-- DOCUMENT EXTRACT start --

Living

Air Safety on the Cheap

by

Prince Jackson’s days usually go like this: He gets off work at 6:30 in the morning, gets on the bus, and is home by 7:30 a.m. This time of year, the sun is just rising over Ozone Park as he opens the front gate of the house where he lives and walks around to a back door that leads down to the basement.

Jackson goes down a flight to the room he rents from the family upstairs. The room is small—about seven feet by eight feet—just enough space for his mattress, a television, and a dresser. There aren’t any windows. On the wall is a picture of Jackson’s son, a college student he doesn’t get to see very much. The family upstairs charges Jackson $125 a week for the room, but in the past year, he has fallen behind.

Jackson has something to eat and is asleep by 9 a.m. He’ll wake up around 3 and prepare a dinner to take to work. Most of his meals come from the food pantry at his church, where he volunteers. After he makes dinner, Jackson will nap some more, or maybe watch TV. At 8 p.m., he’ll get up, shower, and put on his uniform. By 9, he’s on Sutphin Boulevard and waiting for the number 6 bus.

An hour later, Jackson is at work, at Delta’s two terminals at John F. Kennedy International Airport, where he’s a security guard. Jackson makes sure no one enters the gate area without passing through the Transportation Security Administration screening checkpoints. He ensures no one unauthorized exits the access doors to the tarmac. He guards the employee entrance and makes sure only properly accredited staff come in. He responds to alarms. Charged with keeping the terminals safe, Jackson is an integral part of aviation security at JFK.

He makes $8 an hour, doesn’t get sick days, and doesn’t have health insurance.

-- DOCUMENT EXTRACT end --
-- PROVIDED INFORMATION start --

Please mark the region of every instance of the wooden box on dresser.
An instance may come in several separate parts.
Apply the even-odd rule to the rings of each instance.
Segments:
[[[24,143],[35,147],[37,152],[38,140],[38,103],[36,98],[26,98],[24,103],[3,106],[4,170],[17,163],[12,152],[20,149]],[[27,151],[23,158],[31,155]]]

-- PROVIDED INFORMATION end --

▶ **SHORT TASK 1**
In the air safety article, how much does the family upstairs charge Jackson for his room?
▶ **SHORT TASK 2**
Shift every coordinate in the polygon outlines of the rows by -115, then write out the rows again in full, with every line kept.

▶ **WORKED SOLUTION 1**
$125 a week.

▶ **WORKED SOLUTION 2**
Please mark the region of every instance of the wooden box on dresser.
An instance may come in several separate parts.
Apply the even-odd rule to the rings of each instance.
Segments:
[[[-91,28],[-80,32],[-78,37],[-77,25],[-77,-12],[-79,-17],[-89,-17],[-91,-12],[-112,-9],[-111,55],[-98,48],[-103,37],[-95,34]],[[-88,36],[-92,43],[-84,40]]]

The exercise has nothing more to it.